_Entries supplied_

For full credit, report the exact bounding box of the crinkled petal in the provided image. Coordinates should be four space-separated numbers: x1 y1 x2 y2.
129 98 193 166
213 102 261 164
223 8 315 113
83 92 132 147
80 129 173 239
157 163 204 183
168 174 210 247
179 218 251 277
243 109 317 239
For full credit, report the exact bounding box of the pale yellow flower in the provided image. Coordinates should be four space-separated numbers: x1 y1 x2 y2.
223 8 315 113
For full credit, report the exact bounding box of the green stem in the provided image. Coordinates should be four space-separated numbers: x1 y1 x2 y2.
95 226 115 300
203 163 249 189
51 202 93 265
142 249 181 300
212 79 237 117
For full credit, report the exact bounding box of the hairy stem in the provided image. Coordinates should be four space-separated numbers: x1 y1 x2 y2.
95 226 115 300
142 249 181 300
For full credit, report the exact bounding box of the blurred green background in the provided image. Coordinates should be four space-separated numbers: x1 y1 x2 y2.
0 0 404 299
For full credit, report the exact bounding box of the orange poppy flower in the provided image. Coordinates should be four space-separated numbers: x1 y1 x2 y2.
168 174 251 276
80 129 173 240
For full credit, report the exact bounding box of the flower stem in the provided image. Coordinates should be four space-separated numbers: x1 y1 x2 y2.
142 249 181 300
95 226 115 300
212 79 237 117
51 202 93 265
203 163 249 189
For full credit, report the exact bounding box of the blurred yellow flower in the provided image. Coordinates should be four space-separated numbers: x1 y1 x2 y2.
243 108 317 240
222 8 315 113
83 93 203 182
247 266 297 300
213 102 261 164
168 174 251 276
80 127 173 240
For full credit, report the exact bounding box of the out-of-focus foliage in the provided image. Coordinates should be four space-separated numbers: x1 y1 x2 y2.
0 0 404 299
...
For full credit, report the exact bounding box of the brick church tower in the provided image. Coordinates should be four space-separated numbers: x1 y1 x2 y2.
* * *
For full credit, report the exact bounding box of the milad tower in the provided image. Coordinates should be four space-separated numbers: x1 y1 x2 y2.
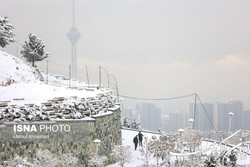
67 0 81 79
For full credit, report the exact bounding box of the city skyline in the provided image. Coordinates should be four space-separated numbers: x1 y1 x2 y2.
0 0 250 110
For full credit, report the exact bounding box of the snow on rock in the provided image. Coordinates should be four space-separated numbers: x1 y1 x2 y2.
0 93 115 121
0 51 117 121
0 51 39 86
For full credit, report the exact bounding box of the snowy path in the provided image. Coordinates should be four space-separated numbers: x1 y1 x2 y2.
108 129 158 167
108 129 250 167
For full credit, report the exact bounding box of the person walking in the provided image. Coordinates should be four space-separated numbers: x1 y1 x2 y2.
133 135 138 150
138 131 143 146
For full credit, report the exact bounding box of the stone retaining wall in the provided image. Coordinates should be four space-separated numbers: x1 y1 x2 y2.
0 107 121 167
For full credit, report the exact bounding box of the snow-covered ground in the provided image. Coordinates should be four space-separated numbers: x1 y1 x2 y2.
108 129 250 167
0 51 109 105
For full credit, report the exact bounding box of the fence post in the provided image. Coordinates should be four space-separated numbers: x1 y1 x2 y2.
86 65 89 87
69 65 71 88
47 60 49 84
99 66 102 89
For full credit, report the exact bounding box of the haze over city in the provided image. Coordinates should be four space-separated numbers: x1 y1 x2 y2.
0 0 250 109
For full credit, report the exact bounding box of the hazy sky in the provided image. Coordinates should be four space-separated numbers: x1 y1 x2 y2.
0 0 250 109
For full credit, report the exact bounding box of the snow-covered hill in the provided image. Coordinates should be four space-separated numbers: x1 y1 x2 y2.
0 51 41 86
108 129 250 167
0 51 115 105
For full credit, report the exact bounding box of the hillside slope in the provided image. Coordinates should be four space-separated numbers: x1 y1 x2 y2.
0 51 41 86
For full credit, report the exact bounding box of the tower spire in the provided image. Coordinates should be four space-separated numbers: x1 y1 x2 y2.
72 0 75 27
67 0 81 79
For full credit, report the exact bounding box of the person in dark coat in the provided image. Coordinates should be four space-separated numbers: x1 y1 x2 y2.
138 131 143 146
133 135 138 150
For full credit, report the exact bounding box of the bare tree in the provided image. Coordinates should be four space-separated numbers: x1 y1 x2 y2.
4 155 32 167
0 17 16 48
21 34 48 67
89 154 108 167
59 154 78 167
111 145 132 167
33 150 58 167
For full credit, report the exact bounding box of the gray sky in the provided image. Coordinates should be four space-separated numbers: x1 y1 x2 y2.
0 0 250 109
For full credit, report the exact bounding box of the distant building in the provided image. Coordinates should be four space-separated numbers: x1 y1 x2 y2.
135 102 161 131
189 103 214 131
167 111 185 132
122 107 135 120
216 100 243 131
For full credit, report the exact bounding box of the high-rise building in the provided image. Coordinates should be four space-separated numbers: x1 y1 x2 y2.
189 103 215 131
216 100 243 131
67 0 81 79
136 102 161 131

_Exercise brief_
Rewrite the entries from the line containing "For full credit, report the exact bounding box of the distant" through the line containing "136 102 161 131", both lines included, with their requests. Offset each bounding-box coordinate in the answers by adding 87.

_Completed exercise_
For full credit, report the exact bounding box of the distant building in the provided image. Coordinates should be four space-separated numbers: x1 y1 x2 y2.
222 189 248 218
276 190 301 218
254 198 272 219
209 194 222 207
303 187 330 218
For full credit, report the exact bounding box of the high-rise building in the provided image. Coordinates should be four space-separated numbers: x1 y1 x2 y2.
276 190 302 218
303 187 330 218
154 87 168 166
223 189 248 218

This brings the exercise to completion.